→ **Data for this task**:
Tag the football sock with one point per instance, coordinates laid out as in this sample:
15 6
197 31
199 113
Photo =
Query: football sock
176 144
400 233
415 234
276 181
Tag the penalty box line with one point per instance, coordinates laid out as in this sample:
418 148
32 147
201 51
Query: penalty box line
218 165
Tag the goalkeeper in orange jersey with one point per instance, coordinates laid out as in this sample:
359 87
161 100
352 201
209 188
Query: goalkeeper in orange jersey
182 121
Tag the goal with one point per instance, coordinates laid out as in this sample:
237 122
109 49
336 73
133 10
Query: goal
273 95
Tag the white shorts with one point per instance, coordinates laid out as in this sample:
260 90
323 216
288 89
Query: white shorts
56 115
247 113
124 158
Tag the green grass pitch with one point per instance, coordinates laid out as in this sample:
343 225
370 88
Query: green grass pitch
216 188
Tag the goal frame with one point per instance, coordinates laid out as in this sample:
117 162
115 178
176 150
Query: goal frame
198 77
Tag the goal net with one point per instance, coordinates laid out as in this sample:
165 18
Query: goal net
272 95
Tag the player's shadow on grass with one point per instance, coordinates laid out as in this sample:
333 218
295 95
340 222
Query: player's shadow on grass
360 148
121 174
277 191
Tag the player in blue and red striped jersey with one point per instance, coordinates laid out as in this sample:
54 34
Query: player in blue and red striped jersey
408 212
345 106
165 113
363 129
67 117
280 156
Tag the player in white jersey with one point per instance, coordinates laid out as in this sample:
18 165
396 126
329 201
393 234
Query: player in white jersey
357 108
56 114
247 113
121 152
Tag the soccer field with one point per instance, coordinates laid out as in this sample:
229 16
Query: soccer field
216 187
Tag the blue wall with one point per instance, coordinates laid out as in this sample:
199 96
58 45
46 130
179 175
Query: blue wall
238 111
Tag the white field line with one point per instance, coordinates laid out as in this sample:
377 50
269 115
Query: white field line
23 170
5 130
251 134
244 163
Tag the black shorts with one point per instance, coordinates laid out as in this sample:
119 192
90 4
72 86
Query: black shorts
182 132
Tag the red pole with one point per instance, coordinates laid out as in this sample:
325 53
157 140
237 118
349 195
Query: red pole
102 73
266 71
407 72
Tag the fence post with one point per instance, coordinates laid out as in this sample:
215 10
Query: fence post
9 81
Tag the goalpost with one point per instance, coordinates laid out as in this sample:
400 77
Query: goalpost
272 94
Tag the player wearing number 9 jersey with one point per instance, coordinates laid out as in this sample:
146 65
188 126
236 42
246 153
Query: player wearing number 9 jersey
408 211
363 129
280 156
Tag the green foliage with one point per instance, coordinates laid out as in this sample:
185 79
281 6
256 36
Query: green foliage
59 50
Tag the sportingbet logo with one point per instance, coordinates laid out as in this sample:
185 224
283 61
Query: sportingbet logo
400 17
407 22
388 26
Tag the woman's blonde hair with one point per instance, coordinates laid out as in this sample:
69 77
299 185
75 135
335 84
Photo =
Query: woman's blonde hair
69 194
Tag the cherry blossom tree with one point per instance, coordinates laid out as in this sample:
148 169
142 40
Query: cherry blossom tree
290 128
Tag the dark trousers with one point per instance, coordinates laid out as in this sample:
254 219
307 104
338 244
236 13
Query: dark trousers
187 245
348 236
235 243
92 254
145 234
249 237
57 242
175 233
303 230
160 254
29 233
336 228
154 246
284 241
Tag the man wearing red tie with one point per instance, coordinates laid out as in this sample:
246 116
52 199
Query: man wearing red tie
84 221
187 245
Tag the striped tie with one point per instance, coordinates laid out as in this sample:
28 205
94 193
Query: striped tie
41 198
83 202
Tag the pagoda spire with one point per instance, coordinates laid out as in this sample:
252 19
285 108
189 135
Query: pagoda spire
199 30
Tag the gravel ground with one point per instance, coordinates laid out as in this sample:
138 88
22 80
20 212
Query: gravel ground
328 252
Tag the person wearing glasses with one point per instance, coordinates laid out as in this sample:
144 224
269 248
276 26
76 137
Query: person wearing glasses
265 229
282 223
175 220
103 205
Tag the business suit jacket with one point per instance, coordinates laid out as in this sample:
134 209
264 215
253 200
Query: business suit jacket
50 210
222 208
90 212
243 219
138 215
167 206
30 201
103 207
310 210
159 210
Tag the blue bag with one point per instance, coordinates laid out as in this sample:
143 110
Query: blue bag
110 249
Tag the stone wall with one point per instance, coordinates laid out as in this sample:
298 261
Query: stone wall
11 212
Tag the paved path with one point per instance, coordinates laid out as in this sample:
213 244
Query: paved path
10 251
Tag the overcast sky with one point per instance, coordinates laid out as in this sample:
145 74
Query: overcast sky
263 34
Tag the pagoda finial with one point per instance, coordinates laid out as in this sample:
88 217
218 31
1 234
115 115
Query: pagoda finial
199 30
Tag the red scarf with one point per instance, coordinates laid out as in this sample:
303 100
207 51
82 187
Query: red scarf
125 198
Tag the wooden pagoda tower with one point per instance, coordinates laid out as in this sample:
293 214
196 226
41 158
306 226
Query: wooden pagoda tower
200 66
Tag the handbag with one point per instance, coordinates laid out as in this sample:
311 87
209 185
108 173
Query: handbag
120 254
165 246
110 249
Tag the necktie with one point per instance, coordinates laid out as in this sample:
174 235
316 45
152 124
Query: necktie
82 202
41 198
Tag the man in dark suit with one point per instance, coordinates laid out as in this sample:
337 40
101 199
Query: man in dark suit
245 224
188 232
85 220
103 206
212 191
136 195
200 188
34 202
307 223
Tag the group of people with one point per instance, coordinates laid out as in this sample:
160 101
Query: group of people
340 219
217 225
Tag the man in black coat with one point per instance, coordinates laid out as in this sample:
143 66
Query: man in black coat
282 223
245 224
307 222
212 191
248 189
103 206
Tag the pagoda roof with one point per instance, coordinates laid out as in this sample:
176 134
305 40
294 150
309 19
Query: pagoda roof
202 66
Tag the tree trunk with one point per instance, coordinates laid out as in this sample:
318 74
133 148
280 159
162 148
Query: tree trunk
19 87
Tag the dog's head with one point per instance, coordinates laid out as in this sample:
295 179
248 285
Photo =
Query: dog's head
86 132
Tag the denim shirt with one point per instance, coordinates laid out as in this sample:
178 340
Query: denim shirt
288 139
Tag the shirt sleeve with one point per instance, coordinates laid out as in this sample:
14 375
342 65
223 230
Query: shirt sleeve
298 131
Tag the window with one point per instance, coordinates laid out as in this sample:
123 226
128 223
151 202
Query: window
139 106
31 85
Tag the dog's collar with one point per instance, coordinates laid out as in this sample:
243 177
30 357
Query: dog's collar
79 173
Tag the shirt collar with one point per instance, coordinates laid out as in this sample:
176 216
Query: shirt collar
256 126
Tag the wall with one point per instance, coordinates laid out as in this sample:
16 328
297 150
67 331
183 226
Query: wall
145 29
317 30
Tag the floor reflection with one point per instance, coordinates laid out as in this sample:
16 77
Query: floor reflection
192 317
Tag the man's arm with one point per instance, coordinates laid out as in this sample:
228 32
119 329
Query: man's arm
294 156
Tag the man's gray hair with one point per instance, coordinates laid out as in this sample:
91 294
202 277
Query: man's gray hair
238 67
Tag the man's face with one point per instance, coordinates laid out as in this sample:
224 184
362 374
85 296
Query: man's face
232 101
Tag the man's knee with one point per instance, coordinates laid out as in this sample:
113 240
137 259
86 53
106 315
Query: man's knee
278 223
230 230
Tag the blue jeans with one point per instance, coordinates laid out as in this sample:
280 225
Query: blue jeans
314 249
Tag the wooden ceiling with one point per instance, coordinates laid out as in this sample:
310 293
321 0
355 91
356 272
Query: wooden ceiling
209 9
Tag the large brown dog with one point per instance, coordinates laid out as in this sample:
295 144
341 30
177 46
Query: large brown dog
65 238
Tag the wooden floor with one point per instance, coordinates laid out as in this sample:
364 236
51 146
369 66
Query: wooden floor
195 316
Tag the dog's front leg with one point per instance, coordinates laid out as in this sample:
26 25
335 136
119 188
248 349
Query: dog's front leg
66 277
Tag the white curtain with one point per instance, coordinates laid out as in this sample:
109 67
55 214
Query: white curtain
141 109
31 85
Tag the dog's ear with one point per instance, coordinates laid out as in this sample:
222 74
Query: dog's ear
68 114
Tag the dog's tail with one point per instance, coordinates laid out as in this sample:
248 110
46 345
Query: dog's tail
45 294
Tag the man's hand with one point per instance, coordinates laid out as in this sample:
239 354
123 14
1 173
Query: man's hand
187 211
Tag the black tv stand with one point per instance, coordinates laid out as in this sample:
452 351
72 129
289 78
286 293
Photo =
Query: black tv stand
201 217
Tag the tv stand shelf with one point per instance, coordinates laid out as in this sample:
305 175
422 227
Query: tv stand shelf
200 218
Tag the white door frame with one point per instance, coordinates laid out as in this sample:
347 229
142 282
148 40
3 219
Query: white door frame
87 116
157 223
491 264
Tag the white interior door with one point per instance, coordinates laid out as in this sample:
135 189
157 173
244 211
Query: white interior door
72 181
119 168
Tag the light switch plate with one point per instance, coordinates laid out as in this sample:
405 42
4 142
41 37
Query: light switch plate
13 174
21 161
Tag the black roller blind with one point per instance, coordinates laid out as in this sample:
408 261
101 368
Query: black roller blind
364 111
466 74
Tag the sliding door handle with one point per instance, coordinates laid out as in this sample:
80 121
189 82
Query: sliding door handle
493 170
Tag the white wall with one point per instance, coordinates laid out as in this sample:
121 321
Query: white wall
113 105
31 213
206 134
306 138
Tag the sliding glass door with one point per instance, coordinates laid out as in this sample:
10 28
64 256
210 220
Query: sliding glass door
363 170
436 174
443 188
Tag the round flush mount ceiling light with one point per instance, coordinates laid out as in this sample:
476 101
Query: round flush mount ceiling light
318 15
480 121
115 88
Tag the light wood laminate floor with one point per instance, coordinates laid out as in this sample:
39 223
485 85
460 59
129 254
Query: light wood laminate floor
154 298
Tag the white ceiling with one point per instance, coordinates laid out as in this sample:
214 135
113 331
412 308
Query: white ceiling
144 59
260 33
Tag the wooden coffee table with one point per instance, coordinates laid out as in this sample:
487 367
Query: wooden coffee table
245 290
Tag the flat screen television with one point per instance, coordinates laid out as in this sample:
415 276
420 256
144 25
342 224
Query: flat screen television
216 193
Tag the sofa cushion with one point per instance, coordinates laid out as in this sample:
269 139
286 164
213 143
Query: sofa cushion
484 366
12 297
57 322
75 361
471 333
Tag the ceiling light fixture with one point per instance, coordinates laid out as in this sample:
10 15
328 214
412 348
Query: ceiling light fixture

→ **Instruction**:
Quote, without any change, each line from the one that contains "Tag the sliding glass" through the end of the material.

→ **Result of this task**:
Tag the sliding glass door with one point per instance, coordinates laid out as in this sample:
10 28
64 256
210 220
Query: sliding glass door
363 170
436 174
443 188
Tag the round flush mount ceiling light with one point per instance, coordinates laid out as in this sample:
476 101
Query: round flush mount ceiling light
318 15
480 121
115 88
Tag the light wood laminate floor with one point per instance, coordinates laid out as in this sample:
39 223
485 85
460 59
129 254
Query: light wood laminate floor
154 298
Tag the white ceiling with one point per instance, coordinates laid out as in this sample:
214 135
113 331
412 308
Query: white ceiling
144 59
260 33
Tag the wooden coffee table with one point per instance, coordinates laid out as in this sample:
487 367
Query: wooden coffee table
245 290
Tag the flat screen television with one point per instance, coordinates laid out as in this sample:
415 276
420 256
144 25
342 224
Query: flat screen television
216 193
Tag the sofa cushion with one point per instance, coordinates laid out as in this sample:
269 139
286 164
213 143
Query: sofa cushion
484 366
12 297
57 322
75 361
471 333
Tag the ceiling light fixture with one point per instance, coordinates laid out as in this sample:
10 15
328 214
412 348
Query: ceiling light fixture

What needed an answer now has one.